Could you output only the lines from the one containing "Where can you spot the finger?" through the last line of the data, both included?
BEGIN
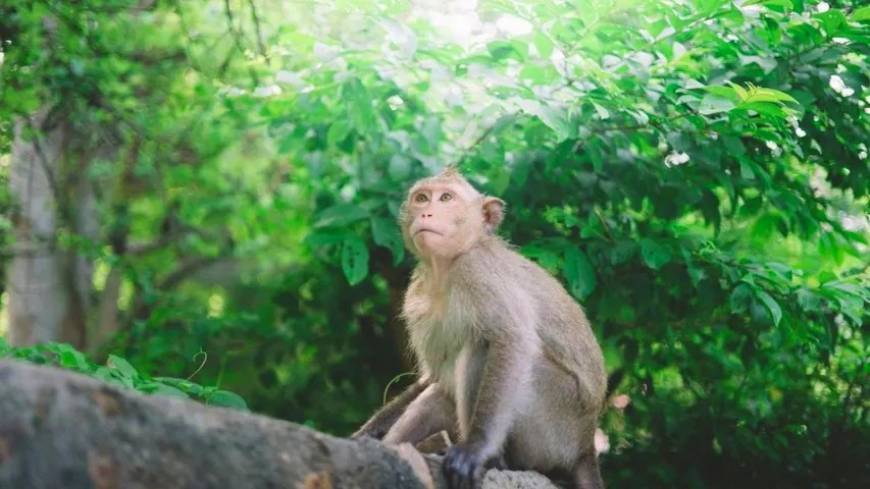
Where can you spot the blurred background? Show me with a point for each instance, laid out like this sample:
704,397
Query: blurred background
199,198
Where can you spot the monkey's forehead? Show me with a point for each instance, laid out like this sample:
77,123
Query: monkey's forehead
459,185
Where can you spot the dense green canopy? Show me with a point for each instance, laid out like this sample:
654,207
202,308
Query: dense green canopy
695,172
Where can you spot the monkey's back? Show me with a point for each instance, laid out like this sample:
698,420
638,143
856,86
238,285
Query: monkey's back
565,334
570,383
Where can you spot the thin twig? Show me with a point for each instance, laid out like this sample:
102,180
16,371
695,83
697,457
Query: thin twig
256,19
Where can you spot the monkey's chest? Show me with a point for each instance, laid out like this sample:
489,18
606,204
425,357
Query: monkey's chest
438,335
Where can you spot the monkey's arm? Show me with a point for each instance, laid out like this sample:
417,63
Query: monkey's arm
378,425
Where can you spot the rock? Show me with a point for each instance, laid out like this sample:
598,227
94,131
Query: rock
63,430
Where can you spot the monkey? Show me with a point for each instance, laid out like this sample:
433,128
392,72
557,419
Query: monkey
509,365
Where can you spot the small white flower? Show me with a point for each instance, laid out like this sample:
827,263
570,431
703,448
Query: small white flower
395,102
774,148
511,24
839,86
289,78
267,91
676,159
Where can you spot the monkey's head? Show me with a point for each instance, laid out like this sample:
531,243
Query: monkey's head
444,216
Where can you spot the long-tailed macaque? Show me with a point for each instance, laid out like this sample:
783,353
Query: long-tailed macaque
509,365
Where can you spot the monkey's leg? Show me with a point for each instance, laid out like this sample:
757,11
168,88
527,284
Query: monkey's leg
587,474
494,388
383,420
431,412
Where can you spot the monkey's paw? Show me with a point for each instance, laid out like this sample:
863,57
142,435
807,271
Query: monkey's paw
463,467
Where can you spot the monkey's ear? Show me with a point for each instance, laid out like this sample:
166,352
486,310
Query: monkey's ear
493,212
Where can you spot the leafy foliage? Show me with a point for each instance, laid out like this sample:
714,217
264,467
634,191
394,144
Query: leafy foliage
695,172
118,371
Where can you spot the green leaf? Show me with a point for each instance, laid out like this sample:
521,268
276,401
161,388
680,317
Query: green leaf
386,233
74,359
714,104
122,366
501,50
160,389
545,256
771,304
399,168
861,14
578,272
354,260
654,254
358,104
554,118
741,298
338,131
227,399
340,215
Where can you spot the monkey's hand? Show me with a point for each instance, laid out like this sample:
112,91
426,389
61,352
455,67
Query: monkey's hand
463,466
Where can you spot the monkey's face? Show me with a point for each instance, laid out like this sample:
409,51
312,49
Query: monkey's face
442,218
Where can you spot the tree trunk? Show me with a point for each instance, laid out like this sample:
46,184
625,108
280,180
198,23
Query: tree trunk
45,282
59,429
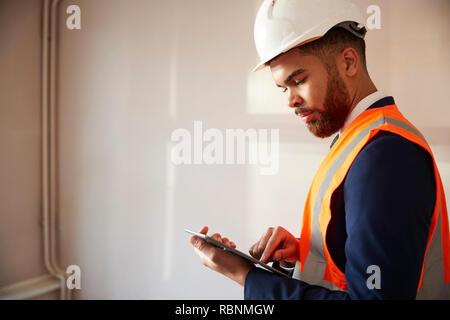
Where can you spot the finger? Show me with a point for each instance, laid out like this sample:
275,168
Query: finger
226,241
263,242
194,240
283,254
217,237
271,246
252,250
204,230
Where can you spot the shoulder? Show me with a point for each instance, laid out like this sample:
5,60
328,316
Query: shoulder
388,153
391,173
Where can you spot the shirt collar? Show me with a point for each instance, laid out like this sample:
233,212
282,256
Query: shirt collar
361,107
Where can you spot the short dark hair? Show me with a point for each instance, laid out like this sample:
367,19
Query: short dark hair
END
# Completed task
Where can you spot the finger? Show me with a point for each instance, laid out like this sample:
275,168
Query: finger
226,241
263,242
194,240
283,254
217,237
271,246
252,250
204,230
Where can you spot the shoulder? Show me with a point for each instance, laid out like this sample:
5,60
328,316
Query: shoulder
388,153
391,173
Where can you spot the shirt collar? Show me with a point for each instance, laid out like this sample:
233,212
282,256
Query: shirt collar
361,107
Where can you spot the short dark hair? Show me with a point for each instance, laid out like this sample:
367,19
Query: short dark hair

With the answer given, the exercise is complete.